** EXTRACT TO READ **
————
He spent more than 10 years on the run and was found hanged in his British prison cell just days after his real identity was finally discovered, an inquest heard. 

Kumar featured on America's Most Wanted but fled to the UK under a false name Sarbjit Singh in 2004.

Kumar was known under his alias Singh by UK authorities, including the prison service and police.

But his past finally began to catch up with him while serving time behind bars for drug dealing offences, the inquest heard. 

After a tip-off to Interpol, Kumar was taken from Highpoint jail in Suffolk to Westminster Magistrates' Court facing extradition to the US over the murders of his 23-year-old wife Pooja and her mother Nirja in California. 

He was then transferred to HMP Wandsworth, Westminster Coroner's Court, sitting at the High Court, was told. 

Subsequent fingerprint analysis confirmed that he was Kumar, and he confirmed to a police officer that Kumar was his real name. 

He was found hanging in his cell at Wandsworth jail just three days after appearing at Westminster Magistrates' Court.

He was accused of stabbing his wife and mother-in-law to death at the family home in California, before cutting up their bodies with a butcher's knife in January 2003 before fleeing the States. 

In a statement read to the inquest, prison officer Tom Carter said: "He was moved up to that cell and was content to my knowledge and never had any problems with his cell mate. 

"He is pretty quiet. He very rarely left the cell. He would usually be in bed which would be the predominant time I would see him. I am usually in the office. 

"He never gave me the impression he was scared. He was calm in response. He never struck me as a man who was frightened, I would say." 

Kirsten Ross, a primary care nurse at Wandsworth prison, said she attempted to save Kumar. 

In a statement read to the hearing, she said: "I do not think that there was anything else at that immediate time that could have been done."
————
** INFORMATION SHOWN **
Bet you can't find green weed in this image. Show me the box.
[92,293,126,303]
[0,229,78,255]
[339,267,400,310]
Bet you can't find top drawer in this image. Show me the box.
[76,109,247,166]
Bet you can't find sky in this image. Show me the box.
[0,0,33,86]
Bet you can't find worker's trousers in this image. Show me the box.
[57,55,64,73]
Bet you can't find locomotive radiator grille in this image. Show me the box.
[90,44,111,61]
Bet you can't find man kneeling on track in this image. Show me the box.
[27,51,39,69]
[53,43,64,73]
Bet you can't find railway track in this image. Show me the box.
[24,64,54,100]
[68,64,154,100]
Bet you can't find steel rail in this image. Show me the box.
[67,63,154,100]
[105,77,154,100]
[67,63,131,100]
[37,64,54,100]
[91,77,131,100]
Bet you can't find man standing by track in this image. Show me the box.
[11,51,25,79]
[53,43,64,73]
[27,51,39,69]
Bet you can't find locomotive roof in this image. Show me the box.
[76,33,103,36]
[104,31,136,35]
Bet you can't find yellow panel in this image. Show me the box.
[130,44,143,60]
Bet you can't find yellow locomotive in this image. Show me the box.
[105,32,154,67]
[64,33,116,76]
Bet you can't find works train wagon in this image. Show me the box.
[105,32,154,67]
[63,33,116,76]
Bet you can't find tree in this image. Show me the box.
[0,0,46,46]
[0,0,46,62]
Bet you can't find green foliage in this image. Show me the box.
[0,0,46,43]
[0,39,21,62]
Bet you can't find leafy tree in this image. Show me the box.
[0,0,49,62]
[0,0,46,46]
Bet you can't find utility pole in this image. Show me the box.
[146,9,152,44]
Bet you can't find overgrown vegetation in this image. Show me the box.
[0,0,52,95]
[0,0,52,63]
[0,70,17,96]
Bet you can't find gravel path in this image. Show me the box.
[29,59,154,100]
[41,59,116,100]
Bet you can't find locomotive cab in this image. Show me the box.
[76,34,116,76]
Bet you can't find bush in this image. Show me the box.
————
** REQUESTS **
1 - Answer these questions from the inquest report, one answer per line and marked the same way:
(a) What false name did Kumar use when he came to the UK?
(b) Which jail was Kumar taken from to Westminster Magistrates' Court?
(c) What was Kirsten Ross's job at Wandsworth prison?
2 - Give the next part of the inquest report, picking up right after its last sentence.

** ANSWERS IN ORDER **
1 -
(a) Sarbjit Singh
(b) Highpoint jail in Suffolk
(c) Primary care nurse

2 -
A police investigation at the time ruled out any third party involvement. 

At the inquest at Westminster Coroner's Court, sitting at the High Court, a jury ruled he was actually Kumar and returned a verdict of suicide.


Coroner Bernard Richmond QC had asked them to choose between Kumar or Singh.

In his summing up, he told them: "You make your decisions as to the facts. The answer is for you, and you alone.

"You have to decide what the appropriate conclusion is to be reached, and you have to answer the questions required of you by law.

"You have to decide firstly what the name of the deceased was. Now normally that is not a problem because normally we know, and there is no doubt.

"But in this case there is a bit of a problem because it seems, unfortunately, that Mr Singh - or Mr Kumar - was not an entirely well behaved individual.

"It seems that he was somebody who potentially used a number of aliases.

"Ultimately, as a matter of law, I have decided that there are two possible names on the evidence which you will properly consider."

He added: "Lovkesh Kumar is a name that there is evidence you can rely on as well because we know that he had a driving licence that he was using in America.

"And that is the name he plainly was known to the authorities.

"We think his place of birth is India."

Kumar had applied for political asylum in the US.